> **Input records**:
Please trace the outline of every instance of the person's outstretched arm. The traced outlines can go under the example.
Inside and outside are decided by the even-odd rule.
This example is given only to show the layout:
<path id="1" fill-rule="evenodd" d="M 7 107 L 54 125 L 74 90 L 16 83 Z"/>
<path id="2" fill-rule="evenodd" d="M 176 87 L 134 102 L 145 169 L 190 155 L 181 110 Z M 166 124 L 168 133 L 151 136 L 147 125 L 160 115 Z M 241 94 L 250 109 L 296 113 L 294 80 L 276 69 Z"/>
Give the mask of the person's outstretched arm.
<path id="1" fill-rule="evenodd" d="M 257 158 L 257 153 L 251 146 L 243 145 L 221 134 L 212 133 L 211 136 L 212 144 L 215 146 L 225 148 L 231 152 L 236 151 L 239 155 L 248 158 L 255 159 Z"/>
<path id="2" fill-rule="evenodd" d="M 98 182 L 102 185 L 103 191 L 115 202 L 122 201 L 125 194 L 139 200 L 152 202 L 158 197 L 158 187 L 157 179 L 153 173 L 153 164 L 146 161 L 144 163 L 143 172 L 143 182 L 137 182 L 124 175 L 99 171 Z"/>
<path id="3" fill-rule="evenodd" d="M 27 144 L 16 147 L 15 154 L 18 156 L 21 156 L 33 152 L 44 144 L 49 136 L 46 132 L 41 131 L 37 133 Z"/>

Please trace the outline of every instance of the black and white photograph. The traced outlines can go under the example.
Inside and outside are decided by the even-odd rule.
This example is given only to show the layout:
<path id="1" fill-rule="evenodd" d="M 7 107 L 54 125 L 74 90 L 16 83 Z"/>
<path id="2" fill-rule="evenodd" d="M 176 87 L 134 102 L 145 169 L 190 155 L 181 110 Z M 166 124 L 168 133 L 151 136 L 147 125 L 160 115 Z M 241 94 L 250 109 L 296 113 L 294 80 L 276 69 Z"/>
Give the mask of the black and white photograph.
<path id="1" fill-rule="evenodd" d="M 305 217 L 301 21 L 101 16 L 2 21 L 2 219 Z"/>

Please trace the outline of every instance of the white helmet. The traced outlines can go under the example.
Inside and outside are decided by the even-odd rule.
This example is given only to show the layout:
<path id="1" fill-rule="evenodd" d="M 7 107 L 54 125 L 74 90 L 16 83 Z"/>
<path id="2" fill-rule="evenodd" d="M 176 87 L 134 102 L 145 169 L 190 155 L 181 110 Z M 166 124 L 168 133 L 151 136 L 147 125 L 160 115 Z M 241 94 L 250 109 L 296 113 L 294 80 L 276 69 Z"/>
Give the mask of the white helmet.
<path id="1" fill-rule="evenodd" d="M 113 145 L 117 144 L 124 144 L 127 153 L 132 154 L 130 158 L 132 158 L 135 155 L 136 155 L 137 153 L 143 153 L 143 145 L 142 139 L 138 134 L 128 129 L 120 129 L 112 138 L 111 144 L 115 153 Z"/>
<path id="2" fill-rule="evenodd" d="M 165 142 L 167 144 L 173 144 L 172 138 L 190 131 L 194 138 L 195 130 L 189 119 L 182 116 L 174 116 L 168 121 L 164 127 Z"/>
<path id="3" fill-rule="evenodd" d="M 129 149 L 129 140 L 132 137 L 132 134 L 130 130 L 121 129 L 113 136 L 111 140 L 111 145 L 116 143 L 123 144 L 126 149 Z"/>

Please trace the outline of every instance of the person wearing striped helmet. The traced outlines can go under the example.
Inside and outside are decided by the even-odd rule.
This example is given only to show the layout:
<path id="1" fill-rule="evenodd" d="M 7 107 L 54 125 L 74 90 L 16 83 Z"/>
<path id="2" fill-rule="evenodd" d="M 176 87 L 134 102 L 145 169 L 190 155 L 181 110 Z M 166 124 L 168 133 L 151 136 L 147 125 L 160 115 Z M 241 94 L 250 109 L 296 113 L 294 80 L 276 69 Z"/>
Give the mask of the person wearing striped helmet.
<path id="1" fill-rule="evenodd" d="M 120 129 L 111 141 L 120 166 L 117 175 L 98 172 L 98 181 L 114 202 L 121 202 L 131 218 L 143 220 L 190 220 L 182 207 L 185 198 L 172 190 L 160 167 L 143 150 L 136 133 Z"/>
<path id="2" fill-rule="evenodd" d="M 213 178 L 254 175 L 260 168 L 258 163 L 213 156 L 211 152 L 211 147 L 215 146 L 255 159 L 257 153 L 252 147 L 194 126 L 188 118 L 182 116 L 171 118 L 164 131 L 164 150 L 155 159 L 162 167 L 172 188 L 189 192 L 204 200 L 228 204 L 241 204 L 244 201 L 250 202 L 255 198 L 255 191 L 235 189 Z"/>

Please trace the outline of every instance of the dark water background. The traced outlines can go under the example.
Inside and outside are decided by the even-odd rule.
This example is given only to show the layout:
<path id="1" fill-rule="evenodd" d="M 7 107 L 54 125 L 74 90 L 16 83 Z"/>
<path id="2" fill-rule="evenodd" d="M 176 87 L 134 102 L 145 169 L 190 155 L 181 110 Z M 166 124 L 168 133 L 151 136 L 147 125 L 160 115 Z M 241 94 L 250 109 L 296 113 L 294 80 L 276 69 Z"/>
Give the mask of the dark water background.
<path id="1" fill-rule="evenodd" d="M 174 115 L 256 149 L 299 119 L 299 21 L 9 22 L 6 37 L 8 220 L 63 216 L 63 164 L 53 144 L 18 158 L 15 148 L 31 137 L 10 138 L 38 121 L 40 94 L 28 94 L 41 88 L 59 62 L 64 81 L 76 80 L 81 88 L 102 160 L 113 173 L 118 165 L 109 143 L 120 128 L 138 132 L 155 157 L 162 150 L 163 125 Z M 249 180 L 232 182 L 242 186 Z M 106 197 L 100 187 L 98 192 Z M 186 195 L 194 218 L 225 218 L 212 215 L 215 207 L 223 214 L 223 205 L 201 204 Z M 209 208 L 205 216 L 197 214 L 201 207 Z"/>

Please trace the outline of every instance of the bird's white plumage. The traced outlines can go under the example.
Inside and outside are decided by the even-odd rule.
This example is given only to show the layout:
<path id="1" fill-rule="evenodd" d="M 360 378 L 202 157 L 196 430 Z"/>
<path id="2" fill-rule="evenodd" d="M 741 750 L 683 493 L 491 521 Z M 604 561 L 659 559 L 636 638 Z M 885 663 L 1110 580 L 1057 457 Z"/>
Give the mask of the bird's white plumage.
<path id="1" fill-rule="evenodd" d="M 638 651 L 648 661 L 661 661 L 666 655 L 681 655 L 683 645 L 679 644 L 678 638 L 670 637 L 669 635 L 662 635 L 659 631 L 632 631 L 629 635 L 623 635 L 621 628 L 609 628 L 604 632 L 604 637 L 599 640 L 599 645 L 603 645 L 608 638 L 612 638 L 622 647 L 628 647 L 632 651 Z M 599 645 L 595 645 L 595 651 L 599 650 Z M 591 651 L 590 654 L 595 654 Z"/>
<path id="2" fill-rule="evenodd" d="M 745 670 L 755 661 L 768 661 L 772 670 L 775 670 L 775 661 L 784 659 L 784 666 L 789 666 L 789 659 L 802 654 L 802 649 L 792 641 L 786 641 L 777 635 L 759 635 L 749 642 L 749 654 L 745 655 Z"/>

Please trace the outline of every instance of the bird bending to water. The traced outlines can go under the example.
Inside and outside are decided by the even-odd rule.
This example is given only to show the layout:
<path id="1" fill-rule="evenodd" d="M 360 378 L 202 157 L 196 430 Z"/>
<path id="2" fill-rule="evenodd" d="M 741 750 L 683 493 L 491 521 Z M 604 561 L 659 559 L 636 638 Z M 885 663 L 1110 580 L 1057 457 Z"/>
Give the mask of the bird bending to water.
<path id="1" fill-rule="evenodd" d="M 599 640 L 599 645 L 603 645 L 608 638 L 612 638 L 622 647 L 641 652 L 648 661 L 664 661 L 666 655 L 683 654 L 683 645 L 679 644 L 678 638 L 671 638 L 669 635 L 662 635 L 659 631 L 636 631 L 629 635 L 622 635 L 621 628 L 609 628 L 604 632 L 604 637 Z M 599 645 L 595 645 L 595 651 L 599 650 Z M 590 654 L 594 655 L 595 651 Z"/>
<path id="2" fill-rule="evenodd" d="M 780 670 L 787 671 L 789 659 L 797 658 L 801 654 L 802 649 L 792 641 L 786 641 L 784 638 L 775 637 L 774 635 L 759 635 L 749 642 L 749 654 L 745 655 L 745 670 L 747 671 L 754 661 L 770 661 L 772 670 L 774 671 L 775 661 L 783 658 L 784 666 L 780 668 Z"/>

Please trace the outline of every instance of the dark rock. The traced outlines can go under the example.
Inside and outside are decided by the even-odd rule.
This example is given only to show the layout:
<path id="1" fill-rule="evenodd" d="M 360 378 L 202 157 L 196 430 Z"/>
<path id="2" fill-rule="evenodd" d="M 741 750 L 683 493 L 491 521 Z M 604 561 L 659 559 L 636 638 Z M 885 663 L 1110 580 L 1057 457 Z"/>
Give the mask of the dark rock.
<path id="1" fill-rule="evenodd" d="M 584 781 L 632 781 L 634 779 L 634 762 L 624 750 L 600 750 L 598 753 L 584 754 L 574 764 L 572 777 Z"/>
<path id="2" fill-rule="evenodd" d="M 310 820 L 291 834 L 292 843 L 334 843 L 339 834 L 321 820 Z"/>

> **Aim**:
Substitute "gray plumage" for "white plumage" in the rows between the lines holding "Please trace the outline of every instance of the bird's" and "745 670 L 755", inclusive. Give only those lines again, with nothing else changed.

> **Written solution**:
Please trace the outline of every instance of the bird's gray plumage. The traced outlines can go under the example.
Inside and outside are decided by the even-odd rule.
This example is given only to show the layout:
<path id="1" fill-rule="evenodd" d="M 360 378 L 202 157 L 196 430 Z"/>
<path id="2" fill-rule="evenodd" d="M 741 750 L 683 493 L 491 521 Z M 604 561 L 659 559 L 636 638 Z M 885 663 L 1110 580 L 1057 457 Z"/>
Give the mask of the bird's gray plumage.
<path id="1" fill-rule="evenodd" d="M 638 651 L 648 661 L 661 661 L 666 655 L 681 655 L 683 645 L 679 644 L 678 638 L 670 637 L 669 635 L 662 635 L 659 631 L 632 631 L 629 635 L 623 635 L 621 628 L 609 628 L 604 632 L 604 637 L 599 640 L 599 645 L 603 645 L 608 638 L 612 638 L 622 647 L 628 647 L 632 651 Z M 599 645 L 595 645 L 595 651 L 599 650 Z M 591 651 L 590 654 L 595 654 Z"/>
<path id="2" fill-rule="evenodd" d="M 745 670 L 755 661 L 768 661 L 772 670 L 775 670 L 775 661 L 784 659 L 784 666 L 789 666 L 789 659 L 802 654 L 802 649 L 792 641 L 786 641 L 777 635 L 759 635 L 749 642 L 749 654 L 745 655 Z"/>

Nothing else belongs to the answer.